* _DATA TO USE_:
§
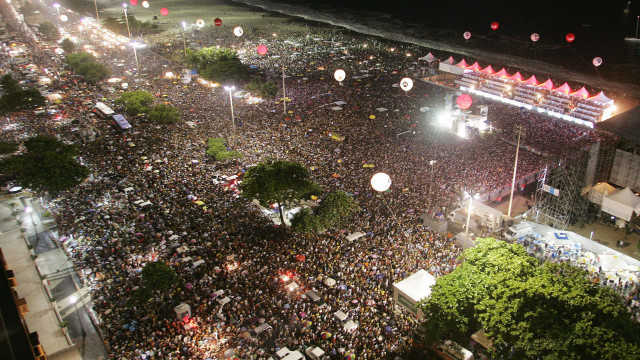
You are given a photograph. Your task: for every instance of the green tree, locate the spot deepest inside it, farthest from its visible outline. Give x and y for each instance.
(164, 114)
(158, 276)
(277, 181)
(135, 102)
(49, 31)
(68, 46)
(7, 147)
(227, 71)
(530, 311)
(47, 165)
(14, 98)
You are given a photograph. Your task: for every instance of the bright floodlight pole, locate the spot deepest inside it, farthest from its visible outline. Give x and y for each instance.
(184, 33)
(284, 93)
(233, 121)
(95, 3)
(515, 168)
(124, 6)
(469, 211)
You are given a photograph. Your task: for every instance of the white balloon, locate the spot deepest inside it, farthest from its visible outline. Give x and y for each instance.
(597, 61)
(406, 84)
(380, 182)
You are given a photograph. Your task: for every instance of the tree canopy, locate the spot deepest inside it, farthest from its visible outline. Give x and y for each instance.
(136, 102)
(47, 165)
(220, 65)
(15, 98)
(85, 64)
(530, 311)
(277, 181)
(164, 114)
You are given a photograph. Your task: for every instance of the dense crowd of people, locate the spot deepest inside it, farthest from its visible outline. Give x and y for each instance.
§
* _GOAL_:
Repeat the data above exactly, but not the pictures.

* _TASK RESULT_:
You are given a photograph. Your task: for every instance of the green tree, locate the spot deepest inside it, farthest from its visible outline. Give x and y for each instance.
(164, 114)
(158, 276)
(277, 181)
(135, 102)
(49, 31)
(68, 46)
(7, 147)
(227, 71)
(530, 311)
(47, 165)
(14, 98)
You are given a photograph. Your task: for every instance of the bright floodlight pole, locate the spot deepest inside it, farthest from its visible outline. Give x and y for each instance.
(184, 33)
(284, 93)
(233, 121)
(95, 3)
(515, 168)
(124, 6)
(469, 211)
You are given a photograph. Your task: for every instance of the white balloon, locate the spot deepest inside it, farthest from its visible outline. Give x and y for each instance.
(597, 61)
(406, 84)
(380, 182)
You are given a photograph. Your task: for every instance of the tree canopy, locate the spot deepest inside it, farthest from its visible outline. Give x and y for each instance.
(136, 102)
(47, 165)
(220, 65)
(15, 98)
(85, 64)
(530, 311)
(277, 181)
(164, 114)
You are given a photograph. Your task: for every instance of the dense crowd of people, locate the spot deepest inside it, farthest from its visible outline. Give x and y for each instance.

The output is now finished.